Task objective:
Transcribe the records below line by line, exactly as they read.

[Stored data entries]
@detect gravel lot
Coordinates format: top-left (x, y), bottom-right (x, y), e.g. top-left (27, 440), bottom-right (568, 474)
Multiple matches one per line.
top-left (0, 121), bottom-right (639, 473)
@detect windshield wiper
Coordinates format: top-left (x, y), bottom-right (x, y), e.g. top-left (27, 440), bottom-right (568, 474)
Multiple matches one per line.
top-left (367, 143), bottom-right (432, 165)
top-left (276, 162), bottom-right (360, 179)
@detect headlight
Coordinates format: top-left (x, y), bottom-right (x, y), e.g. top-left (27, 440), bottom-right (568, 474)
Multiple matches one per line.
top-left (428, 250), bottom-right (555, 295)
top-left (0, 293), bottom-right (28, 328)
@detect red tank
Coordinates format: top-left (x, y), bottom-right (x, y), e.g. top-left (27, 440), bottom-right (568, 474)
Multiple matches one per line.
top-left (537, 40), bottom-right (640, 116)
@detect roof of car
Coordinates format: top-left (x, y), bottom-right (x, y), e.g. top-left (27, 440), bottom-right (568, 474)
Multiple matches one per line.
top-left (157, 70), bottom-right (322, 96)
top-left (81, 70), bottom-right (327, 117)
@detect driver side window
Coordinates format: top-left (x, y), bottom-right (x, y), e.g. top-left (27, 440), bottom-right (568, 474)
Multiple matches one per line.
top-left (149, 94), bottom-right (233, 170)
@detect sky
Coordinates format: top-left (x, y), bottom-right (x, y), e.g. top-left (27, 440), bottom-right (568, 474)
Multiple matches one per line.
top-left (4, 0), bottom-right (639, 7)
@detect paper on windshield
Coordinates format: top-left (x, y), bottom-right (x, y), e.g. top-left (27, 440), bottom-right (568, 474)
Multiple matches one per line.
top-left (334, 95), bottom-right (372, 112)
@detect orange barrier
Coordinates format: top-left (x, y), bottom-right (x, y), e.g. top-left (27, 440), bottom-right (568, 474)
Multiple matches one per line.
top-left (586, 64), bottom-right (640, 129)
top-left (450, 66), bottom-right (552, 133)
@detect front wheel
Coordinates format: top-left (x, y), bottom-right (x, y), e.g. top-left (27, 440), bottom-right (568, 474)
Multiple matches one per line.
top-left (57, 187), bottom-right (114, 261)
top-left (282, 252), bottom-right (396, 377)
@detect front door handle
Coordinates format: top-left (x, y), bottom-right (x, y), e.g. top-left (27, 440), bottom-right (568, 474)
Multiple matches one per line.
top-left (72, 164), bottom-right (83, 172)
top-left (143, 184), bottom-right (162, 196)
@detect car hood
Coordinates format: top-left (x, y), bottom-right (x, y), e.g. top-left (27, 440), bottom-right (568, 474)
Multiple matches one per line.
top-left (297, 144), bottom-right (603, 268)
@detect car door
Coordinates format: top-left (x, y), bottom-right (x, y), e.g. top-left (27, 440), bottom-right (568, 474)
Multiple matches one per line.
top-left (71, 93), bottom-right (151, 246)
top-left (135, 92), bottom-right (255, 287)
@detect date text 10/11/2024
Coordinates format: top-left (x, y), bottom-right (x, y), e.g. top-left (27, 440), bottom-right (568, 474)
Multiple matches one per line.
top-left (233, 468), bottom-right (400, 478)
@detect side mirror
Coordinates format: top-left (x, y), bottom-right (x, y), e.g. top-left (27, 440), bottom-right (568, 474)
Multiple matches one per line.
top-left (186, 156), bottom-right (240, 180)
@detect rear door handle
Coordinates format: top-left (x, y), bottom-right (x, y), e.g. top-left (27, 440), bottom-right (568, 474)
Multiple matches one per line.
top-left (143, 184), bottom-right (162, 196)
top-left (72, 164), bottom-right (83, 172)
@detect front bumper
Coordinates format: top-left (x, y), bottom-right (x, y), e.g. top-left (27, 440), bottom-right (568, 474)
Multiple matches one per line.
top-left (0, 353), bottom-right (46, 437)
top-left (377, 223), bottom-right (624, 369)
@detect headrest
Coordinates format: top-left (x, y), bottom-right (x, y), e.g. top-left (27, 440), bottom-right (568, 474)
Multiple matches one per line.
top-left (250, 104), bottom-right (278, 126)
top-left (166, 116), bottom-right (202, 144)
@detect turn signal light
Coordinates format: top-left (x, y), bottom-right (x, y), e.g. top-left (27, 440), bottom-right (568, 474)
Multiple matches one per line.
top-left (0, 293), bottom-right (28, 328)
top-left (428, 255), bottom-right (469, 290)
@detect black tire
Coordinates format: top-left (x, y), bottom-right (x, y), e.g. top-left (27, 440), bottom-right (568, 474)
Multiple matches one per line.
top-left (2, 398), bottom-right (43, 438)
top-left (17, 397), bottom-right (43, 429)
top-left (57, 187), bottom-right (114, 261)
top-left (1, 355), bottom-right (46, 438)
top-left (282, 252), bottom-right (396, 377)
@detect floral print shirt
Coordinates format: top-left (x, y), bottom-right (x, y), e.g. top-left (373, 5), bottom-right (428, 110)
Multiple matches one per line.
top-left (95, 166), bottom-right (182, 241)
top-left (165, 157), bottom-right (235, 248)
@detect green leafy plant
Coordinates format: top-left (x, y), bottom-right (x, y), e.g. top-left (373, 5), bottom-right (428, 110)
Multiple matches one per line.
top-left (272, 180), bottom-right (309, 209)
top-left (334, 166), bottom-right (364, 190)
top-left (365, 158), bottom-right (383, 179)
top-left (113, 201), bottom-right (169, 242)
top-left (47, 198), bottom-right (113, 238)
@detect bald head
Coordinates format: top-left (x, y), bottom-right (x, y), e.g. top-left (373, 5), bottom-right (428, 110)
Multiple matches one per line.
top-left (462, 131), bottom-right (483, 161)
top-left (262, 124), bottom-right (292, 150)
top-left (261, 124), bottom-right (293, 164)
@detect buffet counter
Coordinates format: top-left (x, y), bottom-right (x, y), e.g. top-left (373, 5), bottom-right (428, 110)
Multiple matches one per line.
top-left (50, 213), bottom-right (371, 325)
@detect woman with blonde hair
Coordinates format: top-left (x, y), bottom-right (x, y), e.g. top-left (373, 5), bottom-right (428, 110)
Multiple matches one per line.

Solution for this task:
@detect gravel lot
Coordinates format: top-left (x, y), bottom-right (x, y), e.g. top-left (27, 440), bottom-right (568, 474)
Multiple matches one per line.
top-left (0, 121), bottom-right (639, 473)
@detect windshield wiper
Coordinates format: top-left (x, y), bottom-right (x, y), e.g. top-left (27, 440), bottom-right (568, 474)
Multiple matches one per line.
top-left (367, 143), bottom-right (432, 165)
top-left (276, 162), bottom-right (360, 179)
@detect headlight
Coordinates format: top-left (x, y), bottom-right (x, y), e.g. top-left (27, 440), bottom-right (568, 474)
Multiple matches one per line.
top-left (428, 250), bottom-right (555, 295)
top-left (0, 293), bottom-right (28, 328)
@detect red tank
Coordinates format: top-left (x, y), bottom-right (x, y), e.g. top-left (27, 440), bottom-right (568, 474)
Multiple matches one per line.
top-left (537, 40), bottom-right (640, 116)
@detect roof of car
Coordinates format: top-left (x, y), bottom-right (x, y), e.g. top-left (27, 440), bottom-right (568, 474)
Multiple matches one per line.
top-left (157, 70), bottom-right (322, 96)
top-left (81, 70), bottom-right (327, 117)
@detect driver side window
Coordinates format: top-left (x, y), bottom-right (x, y), e.g. top-left (27, 440), bottom-right (568, 474)
Multiple matches one per line.
top-left (149, 94), bottom-right (233, 170)
@detect sky
Coordinates format: top-left (x, y), bottom-right (x, y), e.g. top-left (27, 440), bottom-right (568, 474)
Multiple matches one per line.
top-left (4, 0), bottom-right (639, 7)
@detect paper on windshield
Coordinates format: top-left (x, y), bottom-right (x, y), e.g. top-left (27, 440), bottom-right (568, 474)
Multiple matches one per line.
top-left (334, 95), bottom-right (372, 112)
@detect orange barrier
Coordinates format: top-left (x, y), bottom-right (x, y), e.g. top-left (27, 440), bottom-right (568, 474)
Multiple matches one per line.
top-left (586, 64), bottom-right (640, 129)
top-left (450, 66), bottom-right (552, 133)
@detect front wheel
Coordinates format: top-left (x, y), bottom-right (x, y), e.g. top-left (27, 440), bottom-right (568, 474)
Multiple matches one per line.
top-left (57, 187), bottom-right (114, 261)
top-left (282, 252), bottom-right (396, 377)
@detect front door handle
Coordinates format: top-left (x, y), bottom-right (x, y), e.g. top-left (27, 440), bottom-right (568, 474)
Multiple matches one per line.
top-left (72, 164), bottom-right (83, 172)
top-left (143, 184), bottom-right (162, 196)
@detect car hood
Coordinates format: top-left (x, y), bottom-right (x, y), e.g. top-left (27, 440), bottom-right (568, 474)
Multiple matches one per line.
top-left (297, 144), bottom-right (603, 268)
@detect car door
Coordinates format: top-left (x, y), bottom-right (x, y), e.g. top-left (27, 440), bottom-right (568, 474)
Multiple matches one per line.
top-left (71, 93), bottom-right (151, 246)
top-left (135, 92), bottom-right (255, 287)
@detect date text 10/11/2024
Coordinates format: top-left (x, y), bottom-right (x, y), e.g. top-left (27, 440), bottom-right (568, 474)
Multiple matches one per line.
top-left (233, 468), bottom-right (400, 478)
@detect side mirror
Coordinates format: top-left (x, y), bottom-right (x, y), e.g. top-left (27, 440), bottom-right (568, 474)
Multiple matches one per line.
top-left (186, 156), bottom-right (240, 180)
@detect rear door handle
Coordinates format: top-left (x, y), bottom-right (x, y), e.g. top-left (27, 440), bottom-right (568, 474)
Multiple matches one per line.
top-left (143, 184), bottom-right (162, 196)
top-left (72, 164), bottom-right (83, 172)
@detect front bumper
Coordinates format: top-left (x, y), bottom-right (x, y), e.g. top-left (27, 440), bottom-right (568, 474)
Multiple matches one per line.
top-left (0, 353), bottom-right (46, 437)
top-left (377, 223), bottom-right (624, 369)
@detect headrest
Coordinates format: top-left (x, y), bottom-right (x, y), e.g. top-left (27, 440), bottom-right (568, 474)
Multiple matches one per line.
top-left (250, 104), bottom-right (278, 126)
top-left (166, 116), bottom-right (202, 144)
@detect turn signal light
Coordinates format: top-left (x, y), bottom-right (x, y), e.g. top-left (27, 440), bottom-right (568, 474)
Multiple matches one per line.
top-left (0, 293), bottom-right (28, 328)
top-left (428, 255), bottom-right (469, 290)
@detect black tire
Coordinates format: top-left (x, y), bottom-right (x, y), e.g. top-left (27, 440), bottom-right (568, 474)
Multiple matches one per line.
top-left (2, 398), bottom-right (43, 438)
top-left (17, 397), bottom-right (43, 429)
top-left (57, 187), bottom-right (114, 261)
top-left (1, 355), bottom-right (46, 438)
top-left (282, 252), bottom-right (396, 377)
@detect floral print shirt
Coordinates format: top-left (x, y), bottom-right (x, y), e.g. top-left (373, 5), bottom-right (428, 110)
Multiple matches one per line.
top-left (95, 166), bottom-right (182, 241)
top-left (165, 157), bottom-right (235, 248)
@detect green leafy plant
Coordinates format: top-left (x, y), bottom-right (x, y), e.g. top-left (373, 5), bottom-right (428, 110)
Multiple matches one per line.
top-left (272, 180), bottom-right (309, 209)
top-left (334, 166), bottom-right (364, 190)
top-left (365, 158), bottom-right (383, 179)
top-left (113, 201), bottom-right (169, 242)
top-left (47, 198), bottom-right (113, 238)
@detect bald head
Coordinates format: top-left (x, y), bottom-right (x, y), e.g. top-left (373, 5), bottom-right (428, 110)
Multiple matches one per line.
top-left (462, 131), bottom-right (483, 161)
top-left (262, 124), bottom-right (292, 150)
top-left (261, 124), bottom-right (293, 164)
@detect buffet counter
Coordinates format: top-left (x, y), bottom-right (x, y), e.g. top-left (373, 5), bottom-right (428, 110)
Multiple matches one per line.
top-left (50, 213), bottom-right (371, 325)
@detect woman with blonde hair
Coordinates format: top-left (x, y), bottom-right (x, y), e.g. top-left (373, 5), bottom-right (428, 110)
Multiple matches one per line.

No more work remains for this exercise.